**SELECTED TEXT**
In many cases judged to be potentially harmful, uncertainty around the baseline capabilities of the devices and confusion over previous failed attempts to interact with the virtual assistants led users to change their query methods.
While attempting to simplify their queries, the users sometimes omitted key contextual information that may have been important for returning the right answer.
In other cases, the virtual assistant only returned a partial answer that may have prompted different behavior than a more complete response.
The researchers suggested that the primary selling point of these tools – free-form natural language understanding (NLU) without a pre-defined framework for use– could also be a major weakness when attempting to communicate concepts with potentially significant consequences.
“Users must guess how conversational assistants work by trial and error, and the error cases are not always obvious,” the researchers noted.
“Also, conversational assistants currently have a minimal ability to process information about discourse (ie, beyond the level of a single utterance), and no ability to engage in fluid, mixed-initiative conversation the way people do. These were abilities that subjects assumed they had or about which they were confused.”
Participants expressed the highest rates of user satisfaction when using Siri, and were most likely to trust the information provided by Apple’s virtual assistant.
“When asked about their trust in the results provided by the conversational assistants, participants said they trusted Siri the most because it provided links to multiple websites in response to their queries, allowing them to choose the response that most closely matched their assumptions,” the study said.

**ACTIONS TO TAKE**
**a.** From the passage on conversational assistants, output the words from "In other cases, the" up to and including "the researchers noted.".
**b.** Answer these questions on the passage on conversational assistants:
(i) What did users sometimes omit when attempting to simplify their queries?
(ii) According to the researchers, how must users guess how conversational assistants work?
(iii) Which virtual assistant did participants trust the most?
**c.** Translate this sentence from the passage on conversational assistants into Spanish: "“Users must guess how conversational assistants work by trial and error, and the error cases are not always obvious,” the researchers noted."
The lines after this note are drawn from a separate source.

**DATA SUPPLIED**
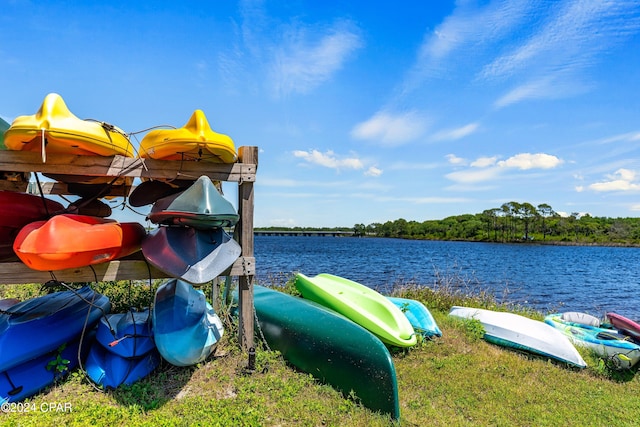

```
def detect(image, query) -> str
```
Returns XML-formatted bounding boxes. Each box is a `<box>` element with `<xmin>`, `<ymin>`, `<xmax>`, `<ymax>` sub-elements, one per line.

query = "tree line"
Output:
<box><xmin>353</xmin><ymin>202</ymin><xmax>640</xmax><ymax>245</ymax></box>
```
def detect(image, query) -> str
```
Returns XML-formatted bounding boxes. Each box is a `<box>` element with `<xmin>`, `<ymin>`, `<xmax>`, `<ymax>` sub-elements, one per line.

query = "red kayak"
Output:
<box><xmin>0</xmin><ymin>191</ymin><xmax>64</xmax><ymax>260</ymax></box>
<box><xmin>607</xmin><ymin>312</ymin><xmax>640</xmax><ymax>342</ymax></box>
<box><xmin>13</xmin><ymin>214</ymin><xmax>146</xmax><ymax>271</ymax></box>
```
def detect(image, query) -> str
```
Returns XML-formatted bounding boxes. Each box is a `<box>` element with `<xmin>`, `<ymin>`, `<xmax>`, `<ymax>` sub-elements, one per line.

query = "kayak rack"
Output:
<box><xmin>0</xmin><ymin>146</ymin><xmax>258</xmax><ymax>350</ymax></box>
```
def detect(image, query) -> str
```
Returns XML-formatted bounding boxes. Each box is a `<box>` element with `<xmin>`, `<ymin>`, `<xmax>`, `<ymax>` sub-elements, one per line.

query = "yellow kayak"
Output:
<box><xmin>4</xmin><ymin>93</ymin><xmax>135</xmax><ymax>158</ymax></box>
<box><xmin>140</xmin><ymin>110</ymin><xmax>238</xmax><ymax>163</ymax></box>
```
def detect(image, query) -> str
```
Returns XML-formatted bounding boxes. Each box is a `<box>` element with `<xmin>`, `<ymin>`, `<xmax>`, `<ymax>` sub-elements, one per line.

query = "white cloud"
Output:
<box><xmin>293</xmin><ymin>150</ymin><xmax>364</xmax><ymax>170</ymax></box>
<box><xmin>589</xmin><ymin>168</ymin><xmax>640</xmax><ymax>192</ymax></box>
<box><xmin>218</xmin><ymin>5</ymin><xmax>364</xmax><ymax>98</ymax></box>
<box><xmin>433</xmin><ymin>123</ymin><xmax>479</xmax><ymax>141</ymax></box>
<box><xmin>269</xmin><ymin>22</ymin><xmax>362</xmax><ymax>96</ymax></box>
<box><xmin>351</xmin><ymin>111</ymin><xmax>428</xmax><ymax>146</ymax></box>
<box><xmin>445</xmin><ymin>154</ymin><xmax>467</xmax><ymax>165</ymax></box>
<box><xmin>498</xmin><ymin>153</ymin><xmax>564</xmax><ymax>170</ymax></box>
<box><xmin>446</xmin><ymin>153</ymin><xmax>563</xmax><ymax>184</ymax></box>
<box><xmin>364</xmin><ymin>166</ymin><xmax>382</xmax><ymax>176</ymax></box>
<box><xmin>445</xmin><ymin>167</ymin><xmax>500</xmax><ymax>184</ymax></box>
<box><xmin>471</xmin><ymin>156</ymin><xmax>498</xmax><ymax>168</ymax></box>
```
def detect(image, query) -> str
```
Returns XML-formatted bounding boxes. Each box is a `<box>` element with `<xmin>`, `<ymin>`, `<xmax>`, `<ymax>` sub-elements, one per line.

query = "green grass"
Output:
<box><xmin>0</xmin><ymin>283</ymin><xmax>640</xmax><ymax>427</ymax></box>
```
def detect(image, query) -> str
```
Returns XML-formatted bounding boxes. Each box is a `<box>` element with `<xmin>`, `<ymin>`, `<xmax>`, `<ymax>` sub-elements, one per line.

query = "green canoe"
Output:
<box><xmin>295</xmin><ymin>273</ymin><xmax>417</xmax><ymax>347</ymax></box>
<box><xmin>234</xmin><ymin>285</ymin><xmax>400</xmax><ymax>419</ymax></box>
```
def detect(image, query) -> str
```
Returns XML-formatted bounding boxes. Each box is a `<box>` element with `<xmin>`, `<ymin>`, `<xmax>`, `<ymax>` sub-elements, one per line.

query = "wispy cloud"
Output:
<box><xmin>576</xmin><ymin>169</ymin><xmax>640</xmax><ymax>193</ymax></box>
<box><xmin>432</xmin><ymin>122</ymin><xmax>480</xmax><ymax>141</ymax></box>
<box><xmin>269</xmin><ymin>21</ymin><xmax>362</xmax><ymax>96</ymax></box>
<box><xmin>401</xmin><ymin>0</ymin><xmax>640</xmax><ymax>108</ymax></box>
<box><xmin>218</xmin><ymin>1</ymin><xmax>364</xmax><ymax>98</ymax></box>
<box><xmin>293</xmin><ymin>150</ymin><xmax>383</xmax><ymax>177</ymax></box>
<box><xmin>351</xmin><ymin>110</ymin><xmax>429</xmax><ymax>146</ymax></box>
<box><xmin>498</xmin><ymin>153</ymin><xmax>564</xmax><ymax>170</ymax></box>
<box><xmin>403</xmin><ymin>0</ymin><xmax>532</xmax><ymax>88</ymax></box>
<box><xmin>445</xmin><ymin>153</ymin><xmax>564</xmax><ymax>184</ymax></box>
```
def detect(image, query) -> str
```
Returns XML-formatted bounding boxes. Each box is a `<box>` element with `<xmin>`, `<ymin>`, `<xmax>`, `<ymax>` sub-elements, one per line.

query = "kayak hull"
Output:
<box><xmin>142</xmin><ymin>226</ymin><xmax>242</xmax><ymax>284</ymax></box>
<box><xmin>0</xmin><ymin>286</ymin><xmax>111</xmax><ymax>372</ymax></box>
<box><xmin>96</xmin><ymin>310</ymin><xmax>156</xmax><ymax>358</ymax></box>
<box><xmin>387</xmin><ymin>297</ymin><xmax>442</xmax><ymax>338</ymax></box>
<box><xmin>607</xmin><ymin>312</ymin><xmax>640</xmax><ymax>342</ymax></box>
<box><xmin>148</xmin><ymin>175</ymin><xmax>239</xmax><ymax>229</ymax></box>
<box><xmin>4</xmin><ymin>93</ymin><xmax>135</xmax><ymax>157</ymax></box>
<box><xmin>13</xmin><ymin>214</ymin><xmax>146</xmax><ymax>271</ymax></box>
<box><xmin>0</xmin><ymin>334</ymin><xmax>92</xmax><ymax>404</ymax></box>
<box><xmin>84</xmin><ymin>342</ymin><xmax>160</xmax><ymax>388</ymax></box>
<box><xmin>449</xmin><ymin>306</ymin><xmax>587</xmax><ymax>368</ymax></box>
<box><xmin>295</xmin><ymin>273</ymin><xmax>417</xmax><ymax>347</ymax></box>
<box><xmin>152</xmin><ymin>279</ymin><xmax>224</xmax><ymax>366</ymax></box>
<box><xmin>234</xmin><ymin>285</ymin><xmax>400</xmax><ymax>419</ymax></box>
<box><xmin>0</xmin><ymin>191</ymin><xmax>64</xmax><ymax>260</ymax></box>
<box><xmin>544</xmin><ymin>313</ymin><xmax>640</xmax><ymax>369</ymax></box>
<box><xmin>140</xmin><ymin>110</ymin><xmax>238</xmax><ymax>163</ymax></box>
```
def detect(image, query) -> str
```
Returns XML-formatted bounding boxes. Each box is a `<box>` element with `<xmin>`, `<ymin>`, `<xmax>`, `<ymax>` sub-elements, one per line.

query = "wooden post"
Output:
<box><xmin>238</xmin><ymin>147</ymin><xmax>258</xmax><ymax>350</ymax></box>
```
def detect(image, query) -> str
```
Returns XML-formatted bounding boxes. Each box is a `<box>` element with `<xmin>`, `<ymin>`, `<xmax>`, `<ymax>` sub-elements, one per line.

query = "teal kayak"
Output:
<box><xmin>148</xmin><ymin>175</ymin><xmax>239</xmax><ymax>230</ymax></box>
<box><xmin>544</xmin><ymin>313</ymin><xmax>640</xmax><ymax>369</ymax></box>
<box><xmin>234</xmin><ymin>285</ymin><xmax>400</xmax><ymax>419</ymax></box>
<box><xmin>151</xmin><ymin>279</ymin><xmax>224</xmax><ymax>366</ymax></box>
<box><xmin>387</xmin><ymin>297</ymin><xmax>442</xmax><ymax>338</ymax></box>
<box><xmin>295</xmin><ymin>273</ymin><xmax>417</xmax><ymax>347</ymax></box>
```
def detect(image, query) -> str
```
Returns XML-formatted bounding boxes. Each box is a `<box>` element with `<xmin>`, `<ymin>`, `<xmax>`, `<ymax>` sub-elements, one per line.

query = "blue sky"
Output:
<box><xmin>0</xmin><ymin>0</ymin><xmax>640</xmax><ymax>226</ymax></box>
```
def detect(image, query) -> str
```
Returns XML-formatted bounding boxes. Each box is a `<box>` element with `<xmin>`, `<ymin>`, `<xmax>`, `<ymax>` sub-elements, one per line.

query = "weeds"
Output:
<box><xmin>0</xmin><ymin>272</ymin><xmax>640</xmax><ymax>427</ymax></box>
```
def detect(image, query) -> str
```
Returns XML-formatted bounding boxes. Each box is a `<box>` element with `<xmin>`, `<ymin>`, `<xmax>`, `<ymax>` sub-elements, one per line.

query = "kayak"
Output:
<box><xmin>606</xmin><ymin>311</ymin><xmax>640</xmax><ymax>342</ymax></box>
<box><xmin>151</xmin><ymin>279</ymin><xmax>224</xmax><ymax>366</ymax></box>
<box><xmin>140</xmin><ymin>110</ymin><xmax>238</xmax><ymax>163</ymax></box>
<box><xmin>96</xmin><ymin>310</ymin><xmax>156</xmax><ymax>358</ymax></box>
<box><xmin>0</xmin><ymin>333</ymin><xmax>93</xmax><ymax>404</ymax></box>
<box><xmin>142</xmin><ymin>226</ymin><xmax>242</xmax><ymax>284</ymax></box>
<box><xmin>0</xmin><ymin>191</ymin><xmax>64</xmax><ymax>260</ymax></box>
<box><xmin>13</xmin><ymin>214</ymin><xmax>146</xmax><ymax>271</ymax></box>
<box><xmin>0</xmin><ymin>286</ymin><xmax>111</xmax><ymax>372</ymax></box>
<box><xmin>4</xmin><ymin>93</ymin><xmax>135</xmax><ymax>158</ymax></box>
<box><xmin>0</xmin><ymin>117</ymin><xmax>11</xmax><ymax>150</ymax></box>
<box><xmin>544</xmin><ymin>313</ymin><xmax>640</xmax><ymax>369</ymax></box>
<box><xmin>234</xmin><ymin>285</ymin><xmax>400</xmax><ymax>419</ymax></box>
<box><xmin>147</xmin><ymin>175</ymin><xmax>239</xmax><ymax>229</ymax></box>
<box><xmin>387</xmin><ymin>297</ymin><xmax>442</xmax><ymax>338</ymax></box>
<box><xmin>84</xmin><ymin>342</ymin><xmax>160</xmax><ymax>388</ymax></box>
<box><xmin>0</xmin><ymin>298</ymin><xmax>20</xmax><ymax>311</ymax></box>
<box><xmin>449</xmin><ymin>306</ymin><xmax>587</xmax><ymax>368</ymax></box>
<box><xmin>295</xmin><ymin>273</ymin><xmax>417</xmax><ymax>347</ymax></box>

**TASK-BY-TASK OUTPUTS**
**a.**
In other cases, the virtual assistant only returned a partial answer that may have prompted different behavior than a more complete response.
The researchers suggested that the primary selling point of these tools – free-form natural language understanding (NLU) without a pre-defined framework for use– could also be a major weakness when attempting to communicate concepts with potentially significant consequences.
“Users must guess how conversational assistants work by trial and error, and the error cases are not always obvious,” the researchers noted.

**b.**
(i) Key contextual information that may have been important for returning the right answer.
(ii) By trial and error.
(iii) Siri.

**c.** «Los usuarios deben adivinar cómo funcionan los asistentes conversacionales mediante ensayo y error, y los casos de error no siempre son evidentes», señalaron los investigadores.